- _AIM_: Can you rewrite all the rows below as one numbered list, leaving out any blank lines?

- _DATA FOR THE TASK_:
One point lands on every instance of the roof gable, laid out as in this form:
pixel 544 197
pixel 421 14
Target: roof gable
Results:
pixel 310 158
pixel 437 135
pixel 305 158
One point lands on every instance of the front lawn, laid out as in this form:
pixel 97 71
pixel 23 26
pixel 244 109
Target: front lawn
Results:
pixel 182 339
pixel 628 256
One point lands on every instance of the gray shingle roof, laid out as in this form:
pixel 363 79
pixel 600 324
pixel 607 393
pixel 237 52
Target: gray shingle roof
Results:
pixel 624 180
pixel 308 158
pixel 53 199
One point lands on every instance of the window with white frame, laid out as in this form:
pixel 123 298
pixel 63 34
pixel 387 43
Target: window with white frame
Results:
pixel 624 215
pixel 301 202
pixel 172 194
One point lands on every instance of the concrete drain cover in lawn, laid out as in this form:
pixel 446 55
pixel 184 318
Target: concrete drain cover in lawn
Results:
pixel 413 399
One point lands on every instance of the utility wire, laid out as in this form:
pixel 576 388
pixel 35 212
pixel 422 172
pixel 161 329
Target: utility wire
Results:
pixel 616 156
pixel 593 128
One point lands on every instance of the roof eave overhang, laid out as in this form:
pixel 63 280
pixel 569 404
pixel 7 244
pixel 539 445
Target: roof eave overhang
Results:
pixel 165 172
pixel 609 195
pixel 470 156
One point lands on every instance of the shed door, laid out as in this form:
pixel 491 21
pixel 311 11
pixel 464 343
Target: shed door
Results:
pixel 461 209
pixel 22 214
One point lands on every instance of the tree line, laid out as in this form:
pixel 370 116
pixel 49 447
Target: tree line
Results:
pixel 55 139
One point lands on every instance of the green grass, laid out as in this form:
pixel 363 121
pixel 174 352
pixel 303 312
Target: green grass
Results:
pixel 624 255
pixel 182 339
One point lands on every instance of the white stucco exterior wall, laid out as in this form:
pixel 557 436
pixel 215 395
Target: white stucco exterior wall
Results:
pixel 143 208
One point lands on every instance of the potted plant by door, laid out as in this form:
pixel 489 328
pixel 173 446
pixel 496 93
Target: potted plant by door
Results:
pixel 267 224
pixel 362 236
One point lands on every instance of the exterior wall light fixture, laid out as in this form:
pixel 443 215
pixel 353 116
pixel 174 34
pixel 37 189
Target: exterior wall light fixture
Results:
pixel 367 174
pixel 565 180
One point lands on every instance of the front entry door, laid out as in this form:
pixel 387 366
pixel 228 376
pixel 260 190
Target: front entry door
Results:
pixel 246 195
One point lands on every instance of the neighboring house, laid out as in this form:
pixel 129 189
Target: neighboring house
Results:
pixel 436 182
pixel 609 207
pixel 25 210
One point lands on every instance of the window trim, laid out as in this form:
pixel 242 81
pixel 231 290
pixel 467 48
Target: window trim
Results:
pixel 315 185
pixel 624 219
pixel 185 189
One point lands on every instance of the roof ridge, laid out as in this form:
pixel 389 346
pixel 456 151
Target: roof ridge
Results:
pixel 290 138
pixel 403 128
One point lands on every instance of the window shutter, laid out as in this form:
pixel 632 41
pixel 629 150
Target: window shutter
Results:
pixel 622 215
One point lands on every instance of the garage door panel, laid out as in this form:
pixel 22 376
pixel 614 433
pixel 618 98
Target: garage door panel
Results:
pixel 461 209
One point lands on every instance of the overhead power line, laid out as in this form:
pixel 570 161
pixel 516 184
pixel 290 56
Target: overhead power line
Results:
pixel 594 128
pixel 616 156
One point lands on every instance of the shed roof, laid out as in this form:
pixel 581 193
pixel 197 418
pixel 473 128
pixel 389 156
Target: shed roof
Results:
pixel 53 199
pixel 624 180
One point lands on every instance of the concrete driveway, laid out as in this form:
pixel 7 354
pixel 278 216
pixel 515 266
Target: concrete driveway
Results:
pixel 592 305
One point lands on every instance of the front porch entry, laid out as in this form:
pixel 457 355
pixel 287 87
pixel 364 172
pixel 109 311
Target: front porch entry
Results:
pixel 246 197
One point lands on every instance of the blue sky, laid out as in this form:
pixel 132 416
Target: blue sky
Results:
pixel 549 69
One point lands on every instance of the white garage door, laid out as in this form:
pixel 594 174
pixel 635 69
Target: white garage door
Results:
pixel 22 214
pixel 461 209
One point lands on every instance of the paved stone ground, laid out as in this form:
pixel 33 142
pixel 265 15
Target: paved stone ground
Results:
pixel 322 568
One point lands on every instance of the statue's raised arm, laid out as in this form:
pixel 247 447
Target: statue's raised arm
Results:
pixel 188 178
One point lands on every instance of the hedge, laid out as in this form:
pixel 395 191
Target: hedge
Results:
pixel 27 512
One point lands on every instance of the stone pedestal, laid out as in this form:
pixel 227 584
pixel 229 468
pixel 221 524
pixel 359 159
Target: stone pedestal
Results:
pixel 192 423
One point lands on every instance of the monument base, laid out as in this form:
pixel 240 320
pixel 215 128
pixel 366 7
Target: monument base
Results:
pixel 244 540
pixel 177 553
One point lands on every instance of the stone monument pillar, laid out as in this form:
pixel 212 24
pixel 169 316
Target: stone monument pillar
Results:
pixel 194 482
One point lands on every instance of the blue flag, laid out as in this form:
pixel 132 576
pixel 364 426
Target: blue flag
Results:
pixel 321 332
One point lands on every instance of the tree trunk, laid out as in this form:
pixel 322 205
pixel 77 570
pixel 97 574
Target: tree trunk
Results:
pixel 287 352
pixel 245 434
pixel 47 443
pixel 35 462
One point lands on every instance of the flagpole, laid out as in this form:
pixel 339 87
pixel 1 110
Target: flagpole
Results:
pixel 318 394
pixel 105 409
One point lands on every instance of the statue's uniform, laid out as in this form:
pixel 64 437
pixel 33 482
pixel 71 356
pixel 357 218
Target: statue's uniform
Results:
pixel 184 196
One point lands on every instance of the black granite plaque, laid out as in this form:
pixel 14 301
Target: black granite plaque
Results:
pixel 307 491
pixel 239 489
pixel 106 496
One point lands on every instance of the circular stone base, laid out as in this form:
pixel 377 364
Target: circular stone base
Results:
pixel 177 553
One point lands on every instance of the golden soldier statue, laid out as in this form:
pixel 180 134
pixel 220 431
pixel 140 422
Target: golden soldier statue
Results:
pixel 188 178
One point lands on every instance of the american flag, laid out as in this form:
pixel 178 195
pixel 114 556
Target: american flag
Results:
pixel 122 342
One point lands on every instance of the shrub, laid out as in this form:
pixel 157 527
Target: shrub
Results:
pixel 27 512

- _OUTPUT OF THE TASK_:
1. One point lands on every instance of the roof gable, laid out as in this form:
2. pixel 544 197
3. pixel 421 14
4. Target: roof gable
5. Results:
6. pixel 310 158
7. pixel 437 135
8. pixel 305 158
9. One point lands on every instance of the front lawn, laid out as in this form:
10. pixel 97 71
11. pixel 23 26
12. pixel 244 109
13. Target: front lawn
14. Results:
15. pixel 182 339
16. pixel 628 256
17. One point lands on every instance of the gray shingle roof, laid out as in this form:
18. pixel 363 79
19. pixel 600 324
20. pixel 607 393
21. pixel 237 52
22. Target: gray shingle roof
23. Results:
24. pixel 624 180
25. pixel 308 158
26. pixel 53 199
27. One point lands on every instance of the window with white frame, laid out as in this form:
28. pixel 123 298
29. pixel 63 34
30. pixel 387 43
31. Target: window with white frame
32. Results:
33. pixel 624 215
34. pixel 301 202
35. pixel 172 194
36. One point lands on every instance of the concrete drain cover in lawn, laid out as in this form:
37. pixel 446 55
38. pixel 184 318
39. Target: concrete drain cover in lawn
40. Results:
41. pixel 413 399
42. One point lands on every instance of the utility wire, laid out as in this form:
43. pixel 576 388
44. pixel 35 212
45. pixel 422 172
46. pixel 161 329
47. Target: utility wire
48. Results:
49. pixel 616 156
50. pixel 593 128
51. One point lands on every instance of the roof eave overhang, laid out as in this form:
52. pixel 63 280
53. pixel 569 404
54. pixel 7 244
55. pixel 539 445
56. Target: roof eave overhang
57. Results:
58. pixel 165 172
59. pixel 609 195
60. pixel 470 156
61. One point lands on every instance of the shed door, laid out as in this form:
62. pixel 491 21
63. pixel 311 11
64. pixel 464 343
65. Target: shed door
66. Results:
67. pixel 461 209
68. pixel 22 214
69. One point lands on every instance of the tree line, laid out as in this form:
70. pixel 370 116
71. pixel 49 447
72. Target: tree line
73. Results:
74. pixel 55 139
75. One point lands on every instance of the green grass, laid out as in this form:
76. pixel 363 121
77. pixel 174 352
78. pixel 303 312
79. Target: green grass
80. Results:
81. pixel 624 255
82. pixel 182 339
83. One point lands on every instance of the white stucco exterior wall, laid out as in this form:
84. pixel 557 436
85. pixel 215 395
86. Target: white stucco exterior wall
87. Results:
88. pixel 143 208
89. One point lands on every instance of the potted plant by door, laid out as in this form:
90. pixel 489 328
91. pixel 173 446
92. pixel 496 93
93. Target: potted plant by door
94. Results:
95. pixel 267 224
96. pixel 362 236
97. One point lands on every instance of the exterior wall light fixture, laid out as in this form:
98. pixel 443 215
99. pixel 353 116
100. pixel 174 34
101. pixel 37 189
102. Target: exterior wall light fixture
103. Results:
104. pixel 367 174
105. pixel 565 180
106. One point lands on every instance of the front entry door, laid out as in this form:
107. pixel 387 366
108. pixel 228 376
109. pixel 260 190
110. Target: front entry door
111. Results:
112. pixel 246 195
113. One point lands on every instance of the neighboring house, laid out as in this form:
114. pixel 129 189
115. Target: neighboring house
116. Results:
117. pixel 436 182
118. pixel 609 207
119. pixel 25 210
120. One point lands on every instance of the window trim, laid out as in this form:
121. pixel 242 81
122. pixel 231 290
123. pixel 467 48
124. Target: window trim
125. Results:
126. pixel 315 185
127. pixel 624 219
128. pixel 185 189
129. One point lands on every instance of the roof ridge, laid out as in this form:
130. pixel 389 346
131. pixel 456 151
132. Target: roof ridge
133. Results:
134. pixel 290 138
135. pixel 403 128
136. One point lands on every instance of the window shutter, laid out as in this form:
137. pixel 632 41
138. pixel 629 150
139. Target: window shutter
140. Results:
141. pixel 622 215
142. One point lands on every instance of the garage door panel, laid out as in this form:
143. pixel 22 376
144. pixel 614 433
145. pixel 618 98
146. Target: garage door panel
147. Results:
148. pixel 461 209
149. One point lands on every instance of the overhead power line, laid out as in this form:
150. pixel 570 161
151. pixel 516 184
152. pixel 290 56
153. Target: overhead power line
154. Results:
155. pixel 594 128
156. pixel 616 156
157. One point lands on every instance of the shed roof, laid out as in this form:
158. pixel 581 193
159. pixel 197 418
160. pixel 473 128
161. pixel 389 156
162. Target: shed roof
163. Results:
164. pixel 53 199
165. pixel 624 180
166. One point lands on every instance of the concrete driveway, laid out as in this form:
167. pixel 7 354
168. pixel 278 216
169. pixel 515 266
170. Target: concrete driveway
171. Results:
172. pixel 592 305
173. One point lands on every instance of the front porch entry, laid out as in this form:
174. pixel 457 355
175. pixel 287 87
176. pixel 364 172
177. pixel 109 311
178. Target: front porch entry
179. Results:
180. pixel 246 197
181. One point lands on every instance of the blue sky, laid out as in this form:
182. pixel 132 416
183. Target: blue sky
184. Results:
185. pixel 549 69
186. One point lands on every instance of the white garage door, laid out as in this form:
187. pixel 594 174
188. pixel 635 69
189. Target: white garage door
190. Results:
191. pixel 22 214
192. pixel 461 209
193. One point lands on every instance of the paved stone ground, laid out as in this form:
194. pixel 33 142
195. pixel 265 15
196. Target: paved stone ground
197. Results:
198. pixel 322 568
199. One point lands on every instance of the statue's raised arm, laid out as in this form:
200. pixel 247 447
201. Target: statue's raised arm
202. Results:
203. pixel 188 178
204. One point lands on every instance of the hedge, laid out as in this form:
205. pixel 395 191
206. Target: hedge
207. Results:
208. pixel 27 512
209. One point lands on every instance of the stone pedestal, laid out as in this form:
210. pixel 227 584
211. pixel 229 468
212. pixel 221 524
213. pixel 359 159
214. Target: stone pedestal
215. Results:
216. pixel 192 423
217. One point lands on every instance of the monument base, laid out as in this form:
218. pixel 240 320
219. pixel 215 128
220. pixel 366 7
221. Target: monument base
222. Results:
223. pixel 244 540
224. pixel 177 553
225. One point lands on every instance of the stone monument pillar, laid out as in this form:
226. pixel 212 24
227. pixel 169 316
228. Target: stone monument pillar
229. Results:
230. pixel 194 482
231. One point lands on every instance of the blue flag, laid out as in this form:
232. pixel 132 576
233. pixel 364 426
234. Target: blue flag
235. Results:
236. pixel 321 332
237. One point lands on every instance of the tree trunk, laid out as in this form:
238. pixel 322 205
239. pixel 77 570
240. pixel 97 574
241. Target: tree trunk
242. Results:
243. pixel 287 352
244. pixel 245 434
245. pixel 47 443
246. pixel 35 462
247. One point lands on every instance of the flagpole, laid out as in this form:
248. pixel 339 87
249. pixel 1 110
250. Target: flagpole
251. Results:
252. pixel 318 394
253. pixel 105 409
254. One point lands on every instance of the statue's uniform, laid out as in this form:
255. pixel 64 437
256. pixel 33 482
257. pixel 71 356
258. pixel 357 218
259. Target: statue's uniform
260. Results:
261. pixel 184 196
262. One point lands on every instance of the black granite plaque, laid out as in this form:
263. pixel 14 301
264. Target: black granite plaque
265. Results:
266. pixel 307 491
267. pixel 239 489
268. pixel 106 496
269. One point lands on every instance of the circular stone base, laid out as in this form:
270. pixel 377 364
271. Target: circular stone base
272. Results:
273. pixel 177 553
274. One point lands on every instance of the golden soldier statue, laid out as in this form:
275. pixel 180 134
276. pixel 220 431
277. pixel 140 422
278. Target: golden soldier statue
279. Results:
280. pixel 188 178
281. One point lands on every instance of the american flag, laid out as in this form:
282. pixel 178 195
283. pixel 114 556
284. Target: american flag
285. Results:
286. pixel 122 342
287. One point lands on every instance of the shrub, laid out as in this form:
288. pixel 157 527
289. Target: shrub
290. Results:
291. pixel 27 512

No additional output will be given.